-- BEGIN Excerpt --

Jetway have been producing budget motherboards for some time, and have recently expanded into the Small Form Factor (SFF) market with the MiniQ series of barebone systems. They currently supply 3 socket-370 models, each with slightly different specifications, and one high-end P4 model. Recently, the motherboards used in the socket-370 versions have become available separately and we're going to take a look at one of those today - the B860T. It can also be found as the Lex BN860T (interestingly, the review box was marked "BN860T", though the motherboard itself is marked "B860T"). The board can be viewed as a direct competitor to the VIA EPIA series of mini-ITX boards, so we shall compare the Jetway and VIA throughout the review.

Manufacturer's Product Page


  1. The Package
  2. The Board
  3. Passively Cooling a C3 800
  4. The DOC DIP Socket
  5. The Motherboard Headers
  6. The BIOS
  7. Specifications
  8. Conclusion

The Package

It's become common to find several "value-added" items in motherboard boxes recently, so it came as rather a surprise to see the back-to-basics content of the Jetway offering.

However, once you take into account the price of the board (it can be found for about 2/3 the price of an EPIA 800), it starts to look pretty good value. One item missing from the package is a port mounting backplate. This is unfortunate as the ports are in a non-standard layout, and it's something that is included in the EPIA package.

The Board

The board is of a format known as "Mini-Flex-ATX", which measures 170x180 mm, i.e. 10 mm deeper than the EPIA. It has the same mounting holes as the EPIA so is generally interchangeable, assuming sufficient clearance for the extra 10 mm of depth. It will fit into the Cubid 2677/2688 cases with no problems - the ATX power connector block is in exactly the same position as on the EPIA, so the Cubid's short power lead will reach too.

-- END Excerpt --
-- BEGIN Material --

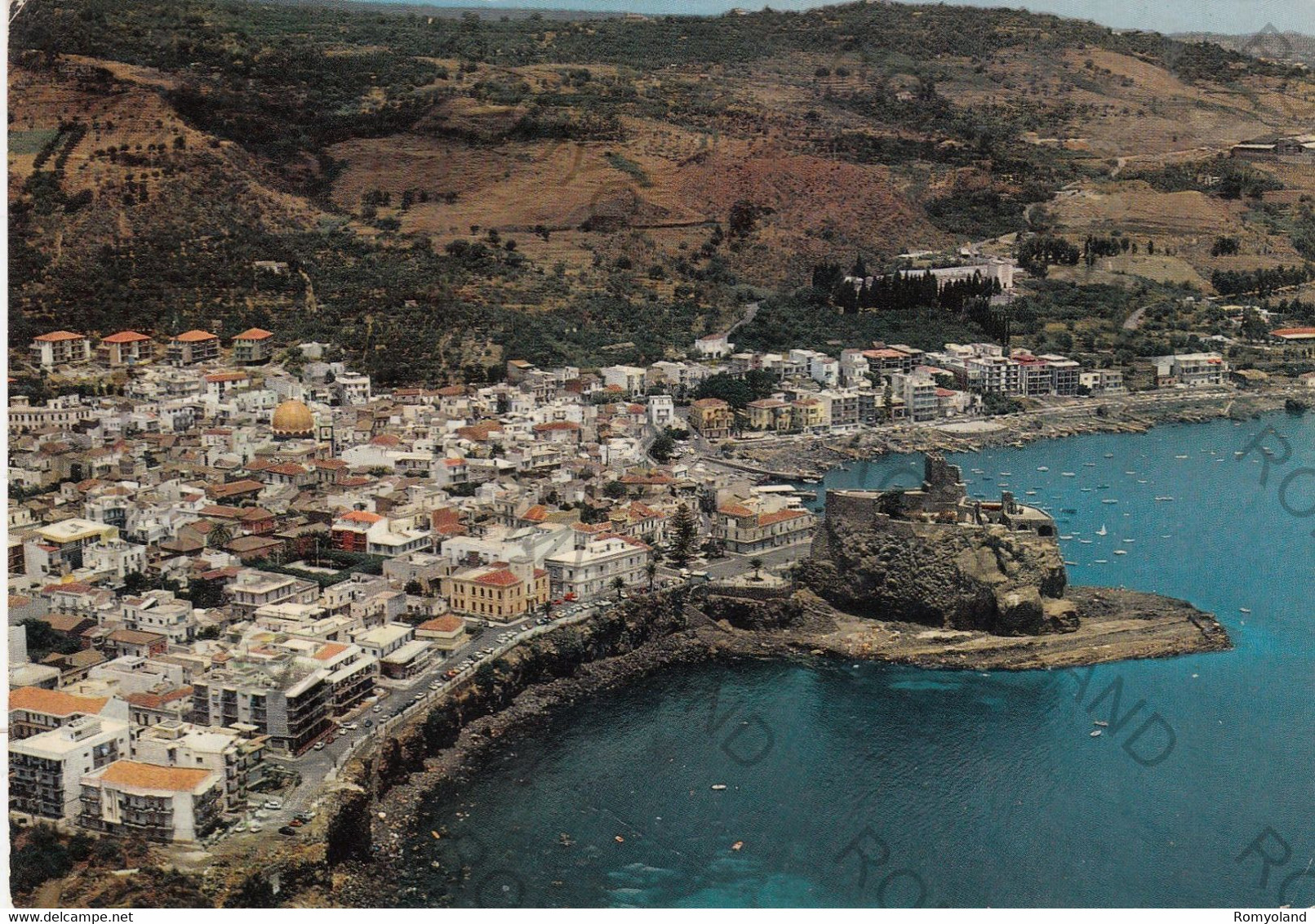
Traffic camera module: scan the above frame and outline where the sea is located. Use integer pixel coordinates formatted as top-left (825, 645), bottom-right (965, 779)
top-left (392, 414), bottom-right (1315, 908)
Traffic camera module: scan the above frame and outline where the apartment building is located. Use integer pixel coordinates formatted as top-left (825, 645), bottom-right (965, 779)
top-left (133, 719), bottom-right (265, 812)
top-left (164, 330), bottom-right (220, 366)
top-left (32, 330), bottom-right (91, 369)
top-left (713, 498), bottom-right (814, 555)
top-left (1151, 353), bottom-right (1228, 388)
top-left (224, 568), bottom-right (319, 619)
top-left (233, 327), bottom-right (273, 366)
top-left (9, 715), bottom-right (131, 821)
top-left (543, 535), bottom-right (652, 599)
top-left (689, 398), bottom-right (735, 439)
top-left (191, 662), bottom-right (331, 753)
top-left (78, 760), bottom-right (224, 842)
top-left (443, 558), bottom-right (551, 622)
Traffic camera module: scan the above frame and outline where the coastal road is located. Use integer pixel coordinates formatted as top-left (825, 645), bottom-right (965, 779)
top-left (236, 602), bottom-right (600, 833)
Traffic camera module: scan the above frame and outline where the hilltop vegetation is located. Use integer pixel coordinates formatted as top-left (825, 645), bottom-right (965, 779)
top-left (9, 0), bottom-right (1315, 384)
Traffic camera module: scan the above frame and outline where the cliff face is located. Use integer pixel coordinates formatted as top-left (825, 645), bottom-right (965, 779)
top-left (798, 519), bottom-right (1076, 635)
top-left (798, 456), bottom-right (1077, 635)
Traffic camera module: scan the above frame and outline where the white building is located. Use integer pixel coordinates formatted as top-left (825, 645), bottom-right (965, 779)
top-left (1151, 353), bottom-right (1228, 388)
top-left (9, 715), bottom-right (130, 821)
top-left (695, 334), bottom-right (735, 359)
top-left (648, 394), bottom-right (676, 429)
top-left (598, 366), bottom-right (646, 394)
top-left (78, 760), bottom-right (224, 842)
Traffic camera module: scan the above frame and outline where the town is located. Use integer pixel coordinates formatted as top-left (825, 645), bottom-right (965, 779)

-- END Material --

*Directives*:
A. Show every line of the entries that contains the string "building", matching case exactly.
B. Carry on writing the Jetway B860T motherboard review, starting right after its last sentence.

*Task-by-task outputs*:
A.
Traffic camera module: scan the above frame and outline where the apartment building is located. Use integer pixel coordinates formatted as top-left (825, 645), bottom-right (965, 779)
Traffic camera module: scan the above frame and outline where the white building is located. Use integer pixel coordinates formatted as top-left (825, 645), bottom-right (965, 779)

B.
The first obvious difference between the B860T and the EPIA is that the Jetway sports a standard ZIF socket to allow Socket 370 processors to be installed. It's compatible with both VIA C3 and the Intel P3 / Celeron range including the recent Tualatin-core chips. This gives the board a great flexibility, e.g. it could be used with a low-end C3 fitted with a passive heatsink to make a silent internet browsing box or webserver, or with a Tualatin Celeron 1400 to act as the basis for a small but powerful multimedia box. The downside of this is that the board isn't an all-in-one solution like the EPIA, though the total cost of an 800Mhz C3 CPU, heatsink and B860T is about the same as an EPIA 800.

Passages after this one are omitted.